**Text shown**
((
Terraform outputs are how you get data out of your infrastructure. If you have ever run terraform apply and seen those printed values at the end, those are outputs. They are also the mechanism for passing data between modules and sharing information with other tools.

As your Terraform configurations grow, you will split them into modules. When you do, outputs become the only way to move data from a child module back up to the parent. You will also use them to feed information from one configuration into another through remote state.

What is Terraform Output?

An output value is basically a return value from a Terraform module. Think of input variables as function parameters and output values as the return statement.

There are a few common situations where you need outputs:

  • Passing resource attributes from a child module to a parent module
  • Printing values to the CLI after terraform apply
  • Sharing data with other Terraform configurations using the terraform_remote_state data source
  • Feeding infrastructure details into automation tools or CI/CD pipelines

To define one, you add an output block to your configuration.

Declaring a Terraform Output Value

Every output has a name and a value. The name is what you use to reference it, and the value is any valid Terraform expression.

output "instance_private_ip" {
  value = aws_instance.web.private_ip
}

The label after output is the name. It needs to be a valid identifier. The value argument takes an expression that Terraform evaluates and returns. In this case, it pulls the private IP from an EC2 instance.

You can also add a description to document what the output is for:

output "db_endpoint" {
  description = "Connection endpoint for the RDS database"
  value       = aws_db_instance.main.endpoint
}

Handling Sensitive Data

When an output contains something like a password or API key, mark it as sensitive:

output "db_password" {
  description = "Auto-generated database password"
  value       = aws_db_instance.main.password
  sensitive   = true
}

Terraform will redact sensitive outputs during terraform plan, terraform apply, and when you run terraform output without flags. It will show <sensitive> instead of the actual value.

But there is a catch. If you query a specific output by name, or use the -json or -raw flags, Terraform will show the value in plain text. This is by design, since those flags are intended for scripting and automation. Just be aware of it.
))
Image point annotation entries
((
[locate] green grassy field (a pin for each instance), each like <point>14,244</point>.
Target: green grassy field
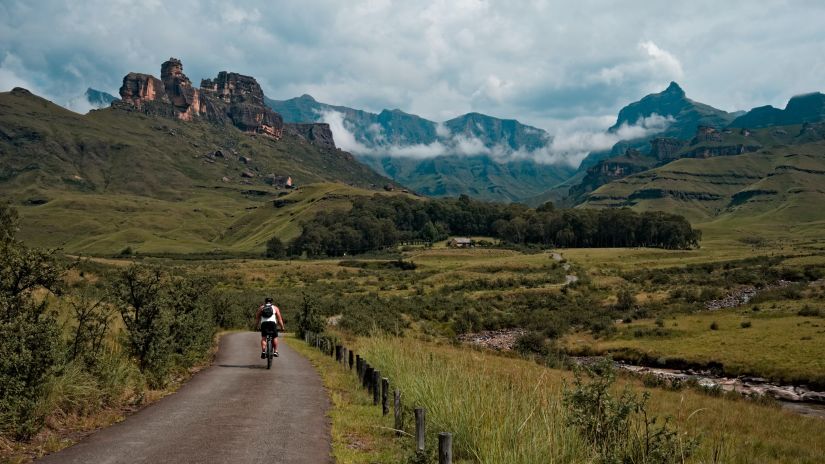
<point>514,411</point>
<point>778,344</point>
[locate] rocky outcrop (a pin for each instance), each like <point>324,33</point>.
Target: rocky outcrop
<point>137,89</point>
<point>706,134</point>
<point>666,148</point>
<point>317,134</point>
<point>229,98</point>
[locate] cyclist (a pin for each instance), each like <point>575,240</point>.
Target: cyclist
<point>269,318</point>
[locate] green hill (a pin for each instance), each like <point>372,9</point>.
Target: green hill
<point>114,178</point>
<point>780,184</point>
<point>469,154</point>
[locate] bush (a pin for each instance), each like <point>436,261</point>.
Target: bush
<point>808,311</point>
<point>25,323</point>
<point>275,248</point>
<point>308,319</point>
<point>532,343</point>
<point>138,292</point>
<point>618,427</point>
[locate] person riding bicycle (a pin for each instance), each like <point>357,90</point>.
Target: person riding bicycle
<point>269,318</point>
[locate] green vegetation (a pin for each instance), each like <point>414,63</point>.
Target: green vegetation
<point>516,412</point>
<point>113,180</point>
<point>66,361</point>
<point>377,222</point>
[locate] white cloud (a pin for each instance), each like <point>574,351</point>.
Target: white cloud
<point>569,146</point>
<point>436,58</point>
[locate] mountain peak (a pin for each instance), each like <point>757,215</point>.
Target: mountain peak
<point>674,89</point>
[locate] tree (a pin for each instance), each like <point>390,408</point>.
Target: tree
<point>138,293</point>
<point>275,248</point>
<point>308,319</point>
<point>26,329</point>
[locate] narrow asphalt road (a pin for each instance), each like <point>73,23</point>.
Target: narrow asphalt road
<point>236,411</point>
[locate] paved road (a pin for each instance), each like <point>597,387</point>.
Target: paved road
<point>233,412</point>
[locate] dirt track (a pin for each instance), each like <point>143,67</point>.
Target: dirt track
<point>233,412</point>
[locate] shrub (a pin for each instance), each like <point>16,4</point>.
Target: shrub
<point>308,319</point>
<point>25,365</point>
<point>808,311</point>
<point>532,343</point>
<point>618,427</point>
<point>275,248</point>
<point>138,293</point>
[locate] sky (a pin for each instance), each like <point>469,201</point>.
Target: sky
<point>560,66</point>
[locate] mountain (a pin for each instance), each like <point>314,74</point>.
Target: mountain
<point>685,117</point>
<point>98,98</point>
<point>767,176</point>
<point>471,154</point>
<point>169,168</point>
<point>800,109</point>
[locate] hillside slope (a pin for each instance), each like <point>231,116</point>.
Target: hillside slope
<point>469,154</point>
<point>781,183</point>
<point>114,178</point>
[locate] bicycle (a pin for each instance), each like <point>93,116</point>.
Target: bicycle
<point>269,350</point>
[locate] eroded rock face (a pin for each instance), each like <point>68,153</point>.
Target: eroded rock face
<point>230,97</point>
<point>315,133</point>
<point>179,90</point>
<point>138,89</point>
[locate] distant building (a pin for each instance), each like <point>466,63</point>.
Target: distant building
<point>279,181</point>
<point>460,242</point>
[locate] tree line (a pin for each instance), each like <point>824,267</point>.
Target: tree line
<point>381,221</point>
<point>61,350</point>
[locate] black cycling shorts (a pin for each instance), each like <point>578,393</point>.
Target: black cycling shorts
<point>269,327</point>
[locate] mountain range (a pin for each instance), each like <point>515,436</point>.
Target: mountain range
<point>202,165</point>
<point>475,154</point>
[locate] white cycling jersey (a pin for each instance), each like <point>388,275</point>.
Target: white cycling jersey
<point>274,317</point>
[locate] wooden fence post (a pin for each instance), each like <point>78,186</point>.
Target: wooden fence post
<point>398,417</point>
<point>385,396</point>
<point>368,378</point>
<point>420,428</point>
<point>445,448</point>
<point>376,387</point>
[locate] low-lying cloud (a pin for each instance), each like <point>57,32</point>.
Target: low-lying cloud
<point>565,147</point>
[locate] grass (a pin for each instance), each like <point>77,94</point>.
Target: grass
<point>360,434</point>
<point>100,182</point>
<point>508,410</point>
<point>778,344</point>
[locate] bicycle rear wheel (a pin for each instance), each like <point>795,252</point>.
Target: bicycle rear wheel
<point>268,352</point>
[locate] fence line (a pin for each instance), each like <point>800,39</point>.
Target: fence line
<point>379,387</point>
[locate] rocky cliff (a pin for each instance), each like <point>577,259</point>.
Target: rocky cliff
<point>229,98</point>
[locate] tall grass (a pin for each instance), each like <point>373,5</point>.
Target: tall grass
<point>505,413</point>
<point>510,410</point>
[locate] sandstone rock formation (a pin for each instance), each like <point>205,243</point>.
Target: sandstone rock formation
<point>317,134</point>
<point>229,98</point>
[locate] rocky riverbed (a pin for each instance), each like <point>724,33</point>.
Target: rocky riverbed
<point>800,399</point>
<point>742,296</point>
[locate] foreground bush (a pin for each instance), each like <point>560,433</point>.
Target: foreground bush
<point>27,330</point>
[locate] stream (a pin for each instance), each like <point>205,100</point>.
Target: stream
<point>798,399</point>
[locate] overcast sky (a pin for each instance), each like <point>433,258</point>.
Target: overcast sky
<point>550,64</point>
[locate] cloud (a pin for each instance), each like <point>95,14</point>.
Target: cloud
<point>435,58</point>
<point>569,146</point>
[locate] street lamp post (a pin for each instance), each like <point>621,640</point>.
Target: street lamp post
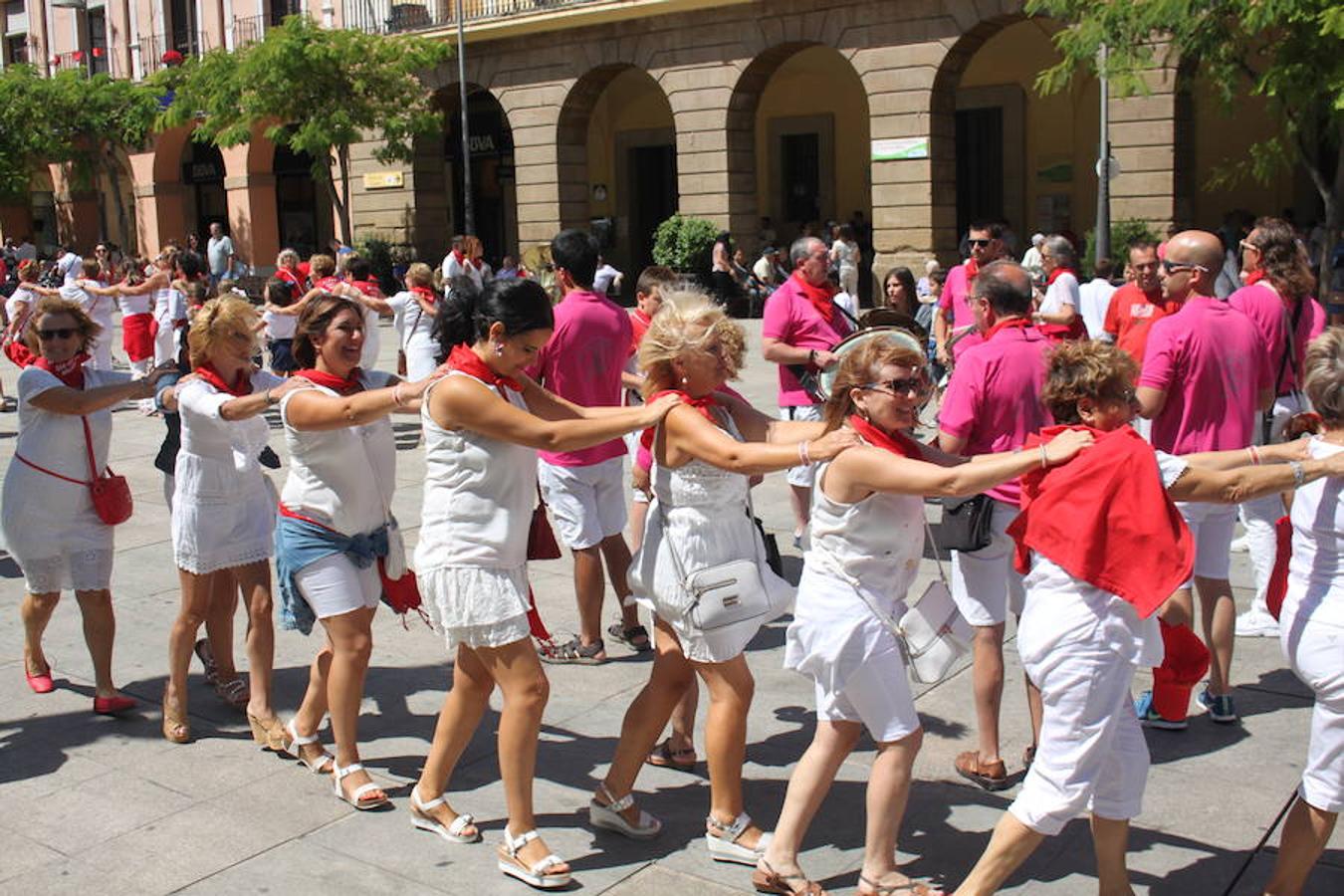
))
**Problem A**
In the text on Terraform outputs, what does Terraform display in place of a sensitive output's actual value?
**Problem B**
Repeat word for word the passage of the text on Terraform outputs starting at "As your Terraform" and ending at "the return statement.".

**Exercise output A**
It displays <sensitive> instead of the actual value.

**Exercise output B**
As your Terraform configurations grow, you will split them into modules. When you do, outputs become the only way to move data from a child module back up to the parent. You will also use them to feed information from one configuration into another through remote state.

What is Terraform Output?

An output value is basically a return value from a Terraform module. Think of input variables as function parameters and output values as the return statement.